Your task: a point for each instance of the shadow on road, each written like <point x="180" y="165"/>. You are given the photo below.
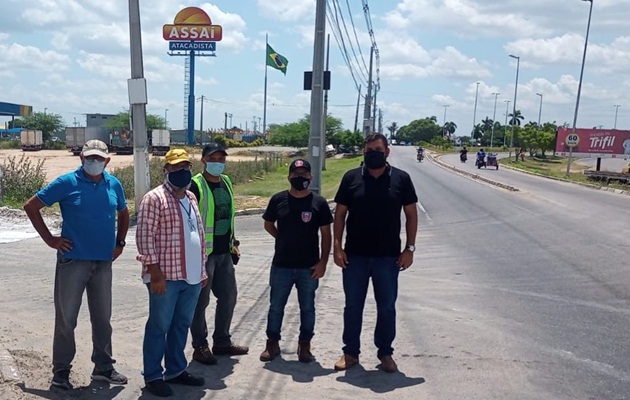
<point x="300" y="372"/>
<point x="96" y="391"/>
<point x="378" y="381"/>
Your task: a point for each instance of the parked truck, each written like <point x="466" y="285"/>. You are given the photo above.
<point x="77" y="136"/>
<point x="31" y="140"/>
<point x="160" y="141"/>
<point x="122" y="141"/>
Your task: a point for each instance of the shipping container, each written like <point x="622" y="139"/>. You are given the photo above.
<point x="31" y="140"/>
<point x="160" y="141"/>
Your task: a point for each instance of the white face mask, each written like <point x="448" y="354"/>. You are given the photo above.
<point x="93" y="167"/>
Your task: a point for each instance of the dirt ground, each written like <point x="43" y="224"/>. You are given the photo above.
<point x="57" y="162"/>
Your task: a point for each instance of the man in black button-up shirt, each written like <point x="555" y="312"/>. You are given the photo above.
<point x="372" y="198"/>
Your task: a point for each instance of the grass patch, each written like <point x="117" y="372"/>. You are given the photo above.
<point x="274" y="182"/>
<point x="556" y="167"/>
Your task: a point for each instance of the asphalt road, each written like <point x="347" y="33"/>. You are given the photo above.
<point x="512" y="295"/>
<point x="532" y="285"/>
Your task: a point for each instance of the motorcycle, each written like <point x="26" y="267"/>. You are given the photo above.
<point x="480" y="162"/>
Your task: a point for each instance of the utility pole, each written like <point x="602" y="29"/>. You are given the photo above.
<point x="494" y="116"/>
<point x="317" y="97"/>
<point x="137" y="87"/>
<point x="356" y="114"/>
<point x="325" y="106"/>
<point x="374" y="109"/>
<point x="368" y="99"/>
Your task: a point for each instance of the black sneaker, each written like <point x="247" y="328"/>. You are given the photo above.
<point x="61" y="379"/>
<point x="111" y="376"/>
<point x="158" y="388"/>
<point x="185" y="378"/>
<point x="204" y="355"/>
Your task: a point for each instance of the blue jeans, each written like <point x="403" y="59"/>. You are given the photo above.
<point x="72" y="278"/>
<point x="281" y="281"/>
<point x="165" y="334"/>
<point x="356" y="277"/>
<point x="222" y="283"/>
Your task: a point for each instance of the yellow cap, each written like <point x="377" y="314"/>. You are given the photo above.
<point x="175" y="156"/>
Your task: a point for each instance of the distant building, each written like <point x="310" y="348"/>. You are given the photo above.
<point x="98" y="120"/>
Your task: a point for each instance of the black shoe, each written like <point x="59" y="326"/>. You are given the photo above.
<point x="204" y="355"/>
<point x="185" y="378"/>
<point x="61" y="379"/>
<point x="158" y="388"/>
<point x="111" y="376"/>
<point x="231" y="350"/>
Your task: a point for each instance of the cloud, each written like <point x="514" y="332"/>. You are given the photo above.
<point x="286" y="10"/>
<point x="18" y="57"/>
<point x="569" y="48"/>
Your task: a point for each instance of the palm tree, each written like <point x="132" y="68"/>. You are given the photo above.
<point x="516" y="119"/>
<point x="450" y="128"/>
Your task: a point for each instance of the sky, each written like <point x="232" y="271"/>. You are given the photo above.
<point x="436" y="57"/>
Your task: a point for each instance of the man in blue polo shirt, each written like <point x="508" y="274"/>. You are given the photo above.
<point x="90" y="199"/>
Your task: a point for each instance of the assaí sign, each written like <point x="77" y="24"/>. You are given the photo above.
<point x="192" y="23"/>
<point x="611" y="143"/>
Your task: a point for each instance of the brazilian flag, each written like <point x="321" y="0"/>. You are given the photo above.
<point x="275" y="60"/>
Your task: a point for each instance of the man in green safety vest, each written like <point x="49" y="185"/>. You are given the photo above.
<point x="215" y="196"/>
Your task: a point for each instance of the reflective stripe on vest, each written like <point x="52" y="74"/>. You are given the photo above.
<point x="206" y="208"/>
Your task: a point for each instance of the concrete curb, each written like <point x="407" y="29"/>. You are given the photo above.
<point x="470" y="174"/>
<point x="9" y="371"/>
<point x="587" y="185"/>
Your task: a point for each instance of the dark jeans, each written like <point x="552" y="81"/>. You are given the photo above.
<point x="222" y="283"/>
<point x="165" y="334"/>
<point x="281" y="281"/>
<point x="72" y="278"/>
<point x="356" y="277"/>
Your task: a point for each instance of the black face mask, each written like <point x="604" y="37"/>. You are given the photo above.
<point x="374" y="159"/>
<point x="180" y="178"/>
<point x="299" y="182"/>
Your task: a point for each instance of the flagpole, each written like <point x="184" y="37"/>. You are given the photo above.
<point x="265" y="91"/>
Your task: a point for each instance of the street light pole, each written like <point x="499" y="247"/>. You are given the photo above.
<point x="472" y="133"/>
<point x="518" y="65"/>
<point x="494" y="115"/>
<point x="507" y="107"/>
<point x="577" y="100"/>
<point x="539" y="109"/>
<point x="444" y="125"/>
<point x="616" y="111"/>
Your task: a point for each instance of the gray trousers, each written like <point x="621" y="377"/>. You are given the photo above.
<point x="72" y="278"/>
<point x="222" y="283"/>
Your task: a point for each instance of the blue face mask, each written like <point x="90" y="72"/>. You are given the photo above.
<point x="214" y="168"/>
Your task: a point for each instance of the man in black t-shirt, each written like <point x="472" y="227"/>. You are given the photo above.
<point x="372" y="198"/>
<point x="214" y="193"/>
<point x="294" y="217"/>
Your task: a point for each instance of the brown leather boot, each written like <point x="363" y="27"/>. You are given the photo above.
<point x="271" y="350"/>
<point x="304" y="352"/>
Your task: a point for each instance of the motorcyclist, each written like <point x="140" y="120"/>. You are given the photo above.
<point x="463" y="153"/>
<point x="420" y="155"/>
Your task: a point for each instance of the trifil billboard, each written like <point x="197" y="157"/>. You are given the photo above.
<point x="605" y="143"/>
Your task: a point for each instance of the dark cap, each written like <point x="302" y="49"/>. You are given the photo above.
<point x="212" y="148"/>
<point x="299" y="163"/>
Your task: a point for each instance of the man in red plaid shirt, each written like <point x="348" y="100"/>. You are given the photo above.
<point x="171" y="248"/>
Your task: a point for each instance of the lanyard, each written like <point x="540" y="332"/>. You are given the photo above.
<point x="188" y="212"/>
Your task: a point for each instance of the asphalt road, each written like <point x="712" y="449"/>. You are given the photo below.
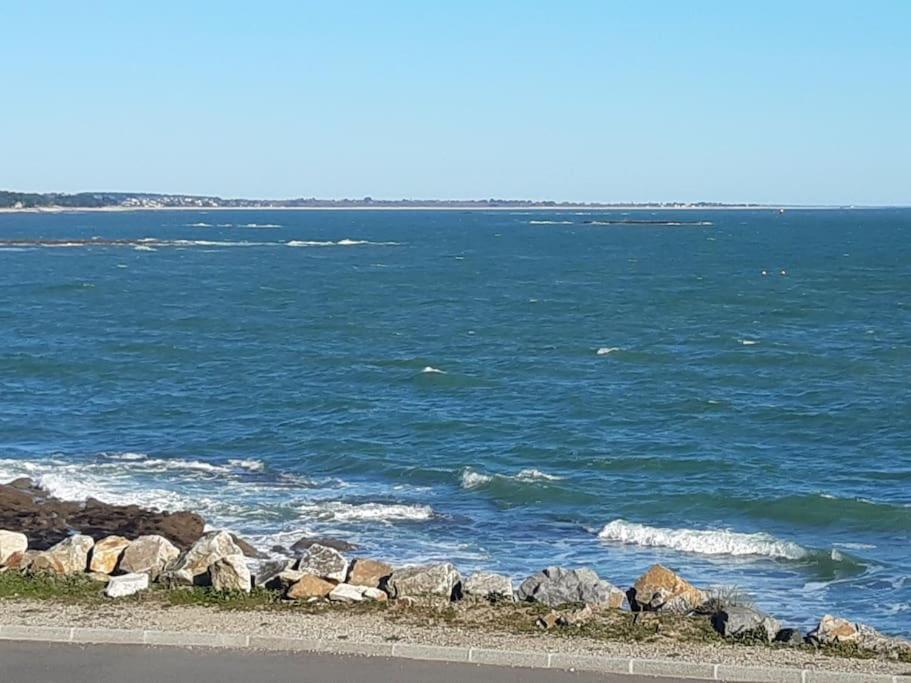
<point x="60" y="663"/>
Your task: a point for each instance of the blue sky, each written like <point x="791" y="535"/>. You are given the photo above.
<point x="792" y="102"/>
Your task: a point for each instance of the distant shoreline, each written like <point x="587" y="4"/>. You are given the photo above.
<point x="544" y="209"/>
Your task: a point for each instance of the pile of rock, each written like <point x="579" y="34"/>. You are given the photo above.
<point x="322" y="572"/>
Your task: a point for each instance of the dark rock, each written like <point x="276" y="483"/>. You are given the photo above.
<point x="743" y="622"/>
<point x="47" y="520"/>
<point x="789" y="636"/>
<point x="334" y="543"/>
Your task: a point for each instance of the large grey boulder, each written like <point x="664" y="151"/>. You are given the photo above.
<point x="126" y="584"/>
<point x="488" y="585"/>
<point x="231" y="573"/>
<point x="556" y="586"/>
<point x="11" y="542"/>
<point x="70" y="556"/>
<point x="324" y="562"/>
<point x="150" y="555"/>
<point x="741" y="621"/>
<point x="441" y="580"/>
<point x="833" y="630"/>
<point x="192" y="567"/>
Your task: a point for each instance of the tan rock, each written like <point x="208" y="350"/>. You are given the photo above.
<point x="70" y="556"/>
<point x="11" y="542"/>
<point x="148" y="554"/>
<point x="368" y="573"/>
<point x="310" y="586"/>
<point x="107" y="553"/>
<point x="660" y="589"/>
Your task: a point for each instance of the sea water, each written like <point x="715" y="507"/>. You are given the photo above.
<point x="725" y="392"/>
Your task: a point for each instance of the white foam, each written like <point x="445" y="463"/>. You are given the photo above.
<point x="249" y="464"/>
<point x="354" y="512"/>
<point x="703" y="542"/>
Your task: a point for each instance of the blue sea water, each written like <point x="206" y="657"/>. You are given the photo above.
<point x="725" y="392"/>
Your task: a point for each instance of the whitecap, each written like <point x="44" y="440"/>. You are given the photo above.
<point x="703" y="542"/>
<point x="354" y="512"/>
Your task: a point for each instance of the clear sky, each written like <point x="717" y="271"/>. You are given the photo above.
<point x="791" y="102"/>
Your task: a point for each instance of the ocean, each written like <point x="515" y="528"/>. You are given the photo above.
<point x="725" y="392"/>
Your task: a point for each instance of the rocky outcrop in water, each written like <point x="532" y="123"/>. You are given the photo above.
<point x="47" y="520"/>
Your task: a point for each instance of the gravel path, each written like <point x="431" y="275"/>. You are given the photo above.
<point x="349" y="626"/>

^^^^^^^^

# [Work to do]
Repeat exactly the lines starting at the line with "Your task: a point for each instance of the whitecap, each" and ending with the final line of the entries. Include nothing else.

# [Task solution]
Your task: a point for each instance of the whitecap, each written like <point x="44" y="440"/>. You are given the photo above.
<point x="703" y="542"/>
<point x="354" y="512"/>
Your task: a point for each instance of the clear sky, each written like <point x="717" y="271"/>. You are given the photo above.
<point x="791" y="102"/>
Your task: a point for each instance of the ocean, each written like <point x="515" y="528"/>. You are given the photo above.
<point x="725" y="392"/>
Your task: a point for each instance of the rocky outcrop in water, each written like <point x="532" y="123"/>. You are given the photo above.
<point x="47" y="520"/>
Your task: a point for each instance of the gravel path, each written like <point x="431" y="275"/>. You are given the photo above.
<point x="349" y="626"/>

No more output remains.